Aside from the snowy and muddy grounds, March For our Lives Rochester was secured by police officers who put up snow plows in order to block off the streets for the event. Nothing is more Rochester than using snow plows to control and contain a major national rally.
But, nothing is also more Rochester than witnessing an impromptu song on the sidewalk of the Court Street Bridge. Beside the Blue Cross Arena, a group young people stood back to back while holding small white flowers and signs honoring the lives lost from Sandy Hook. They sang Pete Seeger’s “We Shall Overcome.”
Young people of all ages and sizes marched. Two little girls around four feet tall jumped out of their stroller holding rainbow colored signs labeled “Arms are for Hugging,” and “Be Kind”.
Middle and high schoolers hoisted their signs over their heads stating their preferences for peanut butter and books rather than guns and bullets. Their signs read: “I couldn’t even bring Peanut Butter to School,” and “Books Not Bullets.”
In upholding the legacy of hometown revolutionaries such as Frederick Douglass and Susan B. Anthony, during the event, the community focused heavily on diversity’s role in the movement.
“I feel really empowered being here and hearing all of these diverse voices,” Addison Farrell, a Brighton High School student said
That day, a small city in Western New York put its foot down and declared enough is enough. Rochestarians young and old marched, but it’s very clear to students that their best work is still ahead of them.
Addison’s peer added: “We are teenagers who are out here, and it’s not up to the adults anymore; it’s up to us.”

Problem description => In the Rochester march article, what song did the group on the Court Street Bridge sing?

Collected material =>
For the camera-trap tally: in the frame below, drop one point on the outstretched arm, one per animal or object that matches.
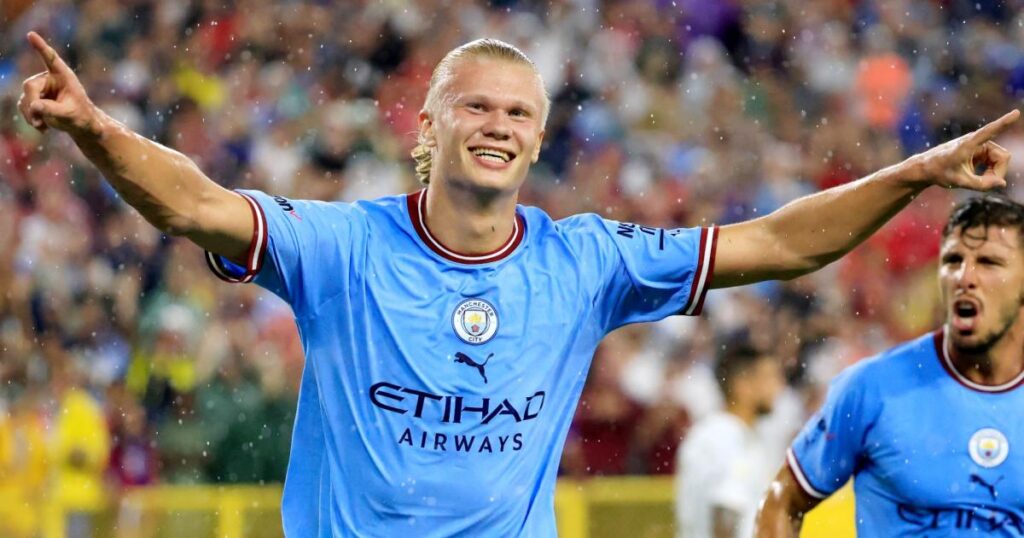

Answer below => Pete Seeger's "We Shall Overcome."